_Selected passage_:
--- Start ---

I was in Austin in the early 90s and it was still very, very cool back then. Gun violence was low for Texas - only 50 recorded drive-by shootings a year compared to 800 in San Antonio. We just happened to live in a part where there were lots of shootings. It was rumoured that the nightclub across the road was one of the spots where you had to shoot someone for initiation into one of the Houston gangs. We never went in.


----------



## Nomad80 (Jan 13, 2010)

mrbig said:


> Nomad, dude we need to chill sometime. holler


word. A beer one of these days sounds good to me man.


----------



## chunkykitty (Jul 20, 2009)

i have been robbed twice in my country during DAY LIGHT! i said take my money, gold and let me just go, alive. i mentioned in one of the posts that in my country u can be robbed or raped or killed quiet easy. today i got phone call from home that one of my cousin been killed, over the money.... he was 42, 2 kids . Yes Dubai is much much safer than any country, for kids and adults.


----------



## Free_Spirit (Aug 30, 2009)

Chunkykitty, sorry to hear that...


----------



## Jynxgirl (Nov 27, 2009)

I am from Austin. The place has attracted a whole range of people and the great thing about austin is it truly is a melting pot. I LOVE it! This place has lots of diversity where you see the individual cultures, but in Austin it truly just meshes together. Go to Austin if you have the chance!

--- End ---

_Exercise set_:
A: Answer these questions using the forum thread:
(i) According to the first post, how many drive-by shootings were recorded each year in San Antonio?
(ii) How many times does chunkykitty say they were robbed in their country?
(iii) Which city does Jynxgirl say she is from?
B: Reproduce the forum thread word for word, between "i have been" and "kids and adults.", inclusive.

_Supplied data_:

--- Start ---

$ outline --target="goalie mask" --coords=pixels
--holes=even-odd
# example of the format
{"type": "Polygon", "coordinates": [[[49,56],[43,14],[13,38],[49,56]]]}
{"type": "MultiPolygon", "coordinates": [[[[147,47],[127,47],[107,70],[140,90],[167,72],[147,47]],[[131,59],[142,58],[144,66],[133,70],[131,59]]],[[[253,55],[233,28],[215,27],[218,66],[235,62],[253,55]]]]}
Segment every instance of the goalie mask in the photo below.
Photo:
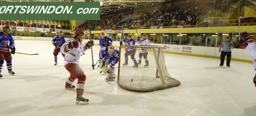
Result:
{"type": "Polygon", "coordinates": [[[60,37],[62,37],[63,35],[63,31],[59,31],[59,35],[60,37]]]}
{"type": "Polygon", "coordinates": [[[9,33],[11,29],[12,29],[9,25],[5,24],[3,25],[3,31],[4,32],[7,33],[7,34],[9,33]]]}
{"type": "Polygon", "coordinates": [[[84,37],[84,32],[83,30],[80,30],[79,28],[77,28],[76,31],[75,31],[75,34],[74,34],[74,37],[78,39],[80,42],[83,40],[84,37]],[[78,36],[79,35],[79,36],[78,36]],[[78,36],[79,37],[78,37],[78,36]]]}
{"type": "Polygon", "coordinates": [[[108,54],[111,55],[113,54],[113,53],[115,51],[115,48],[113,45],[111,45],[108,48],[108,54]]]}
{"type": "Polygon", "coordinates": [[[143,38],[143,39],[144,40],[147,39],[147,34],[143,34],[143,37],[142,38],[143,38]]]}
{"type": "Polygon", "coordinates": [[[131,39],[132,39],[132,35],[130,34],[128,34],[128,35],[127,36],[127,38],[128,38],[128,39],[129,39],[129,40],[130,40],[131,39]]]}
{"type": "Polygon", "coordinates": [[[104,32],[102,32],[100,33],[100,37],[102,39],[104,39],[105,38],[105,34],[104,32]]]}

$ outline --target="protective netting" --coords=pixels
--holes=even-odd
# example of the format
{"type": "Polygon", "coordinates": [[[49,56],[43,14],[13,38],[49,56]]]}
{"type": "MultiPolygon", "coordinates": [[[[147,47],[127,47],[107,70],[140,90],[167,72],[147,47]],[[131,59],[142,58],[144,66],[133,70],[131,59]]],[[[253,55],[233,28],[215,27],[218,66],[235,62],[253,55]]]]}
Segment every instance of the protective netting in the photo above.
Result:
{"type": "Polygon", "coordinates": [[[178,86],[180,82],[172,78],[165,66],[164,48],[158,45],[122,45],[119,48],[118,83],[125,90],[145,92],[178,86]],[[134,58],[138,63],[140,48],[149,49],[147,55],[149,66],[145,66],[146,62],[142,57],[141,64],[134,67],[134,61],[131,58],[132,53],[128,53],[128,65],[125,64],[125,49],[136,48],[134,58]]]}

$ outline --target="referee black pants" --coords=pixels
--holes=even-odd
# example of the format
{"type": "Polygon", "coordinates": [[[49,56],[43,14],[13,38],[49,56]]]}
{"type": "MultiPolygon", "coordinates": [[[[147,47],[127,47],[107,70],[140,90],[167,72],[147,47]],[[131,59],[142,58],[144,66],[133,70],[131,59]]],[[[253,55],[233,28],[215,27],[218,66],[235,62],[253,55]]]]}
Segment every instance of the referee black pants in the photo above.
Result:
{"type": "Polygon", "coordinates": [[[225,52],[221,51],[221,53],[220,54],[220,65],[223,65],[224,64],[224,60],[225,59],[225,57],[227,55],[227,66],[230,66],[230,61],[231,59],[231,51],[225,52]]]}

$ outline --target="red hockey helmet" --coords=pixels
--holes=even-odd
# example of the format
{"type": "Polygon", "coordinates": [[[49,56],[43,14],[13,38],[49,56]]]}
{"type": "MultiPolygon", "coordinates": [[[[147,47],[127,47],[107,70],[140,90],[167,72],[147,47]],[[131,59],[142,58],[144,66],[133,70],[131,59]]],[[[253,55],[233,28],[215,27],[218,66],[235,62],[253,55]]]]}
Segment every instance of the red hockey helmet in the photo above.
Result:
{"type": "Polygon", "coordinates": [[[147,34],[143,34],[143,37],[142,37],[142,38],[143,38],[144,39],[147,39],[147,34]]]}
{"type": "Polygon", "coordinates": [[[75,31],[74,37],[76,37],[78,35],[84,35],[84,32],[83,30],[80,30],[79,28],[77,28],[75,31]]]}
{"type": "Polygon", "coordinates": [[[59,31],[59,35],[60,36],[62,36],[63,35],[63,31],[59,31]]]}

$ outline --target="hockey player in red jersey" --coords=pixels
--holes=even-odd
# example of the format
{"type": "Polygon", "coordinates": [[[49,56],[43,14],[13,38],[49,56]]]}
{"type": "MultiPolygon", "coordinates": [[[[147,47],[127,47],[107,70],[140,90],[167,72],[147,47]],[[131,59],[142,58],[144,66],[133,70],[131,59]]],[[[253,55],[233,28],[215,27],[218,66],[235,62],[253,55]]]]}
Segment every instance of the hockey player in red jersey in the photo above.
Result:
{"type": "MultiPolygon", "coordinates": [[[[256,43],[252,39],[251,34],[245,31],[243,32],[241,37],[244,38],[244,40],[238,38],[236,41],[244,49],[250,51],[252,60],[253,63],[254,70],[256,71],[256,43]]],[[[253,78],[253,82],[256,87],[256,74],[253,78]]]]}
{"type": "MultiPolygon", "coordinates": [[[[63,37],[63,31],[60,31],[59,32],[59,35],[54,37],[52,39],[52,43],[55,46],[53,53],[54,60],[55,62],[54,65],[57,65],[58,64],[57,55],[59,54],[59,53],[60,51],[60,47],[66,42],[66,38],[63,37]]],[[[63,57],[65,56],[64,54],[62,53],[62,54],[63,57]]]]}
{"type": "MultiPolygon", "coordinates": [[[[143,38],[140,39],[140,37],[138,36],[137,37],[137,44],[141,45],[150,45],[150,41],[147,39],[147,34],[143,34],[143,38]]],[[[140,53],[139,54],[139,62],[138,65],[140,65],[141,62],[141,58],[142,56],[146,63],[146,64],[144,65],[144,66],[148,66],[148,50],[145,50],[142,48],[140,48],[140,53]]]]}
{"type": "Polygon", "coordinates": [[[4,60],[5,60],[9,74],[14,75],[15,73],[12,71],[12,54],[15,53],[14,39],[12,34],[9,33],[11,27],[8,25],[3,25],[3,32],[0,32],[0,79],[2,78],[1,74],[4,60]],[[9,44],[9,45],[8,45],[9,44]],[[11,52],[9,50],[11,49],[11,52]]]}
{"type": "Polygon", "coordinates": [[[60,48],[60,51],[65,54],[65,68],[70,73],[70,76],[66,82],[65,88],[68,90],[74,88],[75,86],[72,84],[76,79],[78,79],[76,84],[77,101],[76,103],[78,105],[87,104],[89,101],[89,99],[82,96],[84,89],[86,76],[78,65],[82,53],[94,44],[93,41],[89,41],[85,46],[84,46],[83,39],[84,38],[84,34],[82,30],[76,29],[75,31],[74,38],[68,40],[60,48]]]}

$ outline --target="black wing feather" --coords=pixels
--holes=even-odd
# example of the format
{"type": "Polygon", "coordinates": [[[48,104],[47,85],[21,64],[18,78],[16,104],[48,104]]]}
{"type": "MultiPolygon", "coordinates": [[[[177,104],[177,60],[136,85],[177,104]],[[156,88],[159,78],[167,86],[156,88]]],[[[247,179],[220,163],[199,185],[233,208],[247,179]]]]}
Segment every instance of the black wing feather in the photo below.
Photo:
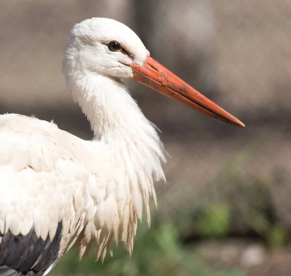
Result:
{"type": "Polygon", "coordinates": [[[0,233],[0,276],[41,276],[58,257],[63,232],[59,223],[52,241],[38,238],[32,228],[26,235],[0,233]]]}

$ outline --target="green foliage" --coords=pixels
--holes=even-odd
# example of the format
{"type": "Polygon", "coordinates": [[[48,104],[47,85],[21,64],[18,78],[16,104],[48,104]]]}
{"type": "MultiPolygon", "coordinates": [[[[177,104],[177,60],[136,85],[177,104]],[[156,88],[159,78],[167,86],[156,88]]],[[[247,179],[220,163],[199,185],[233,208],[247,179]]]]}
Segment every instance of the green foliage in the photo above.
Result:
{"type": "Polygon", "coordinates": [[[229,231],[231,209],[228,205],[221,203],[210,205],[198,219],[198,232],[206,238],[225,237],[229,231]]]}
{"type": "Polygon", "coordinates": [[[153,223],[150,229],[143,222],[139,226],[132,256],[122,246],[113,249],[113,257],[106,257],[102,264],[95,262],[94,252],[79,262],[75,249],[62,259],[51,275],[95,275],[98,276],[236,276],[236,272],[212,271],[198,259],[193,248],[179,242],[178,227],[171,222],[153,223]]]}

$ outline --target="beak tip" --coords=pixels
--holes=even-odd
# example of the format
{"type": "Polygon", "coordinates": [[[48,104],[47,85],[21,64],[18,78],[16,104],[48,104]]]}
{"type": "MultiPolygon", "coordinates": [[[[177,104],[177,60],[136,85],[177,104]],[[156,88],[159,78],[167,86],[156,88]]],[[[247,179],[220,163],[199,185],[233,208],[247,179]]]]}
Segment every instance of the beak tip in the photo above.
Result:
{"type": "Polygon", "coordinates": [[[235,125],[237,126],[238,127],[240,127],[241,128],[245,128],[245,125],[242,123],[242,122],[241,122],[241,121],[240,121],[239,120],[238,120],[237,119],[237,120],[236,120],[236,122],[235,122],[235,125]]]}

--- End ---

_Worked answers_:
A:
(i) 800
(ii) Twice
(iii) Austin

B:
i have been robbed twice in my country during DAY LIGHT! i said take my money, gold and let me just go, alive. i mentioned in one of the posts that in my country u can be robbed or raped or killed quiet easy. today i got phone call from home that one of my cousin been killed, over the money.... he was 42, 2 kids . Yes Dubai is much much safer than any country, for kids and adults.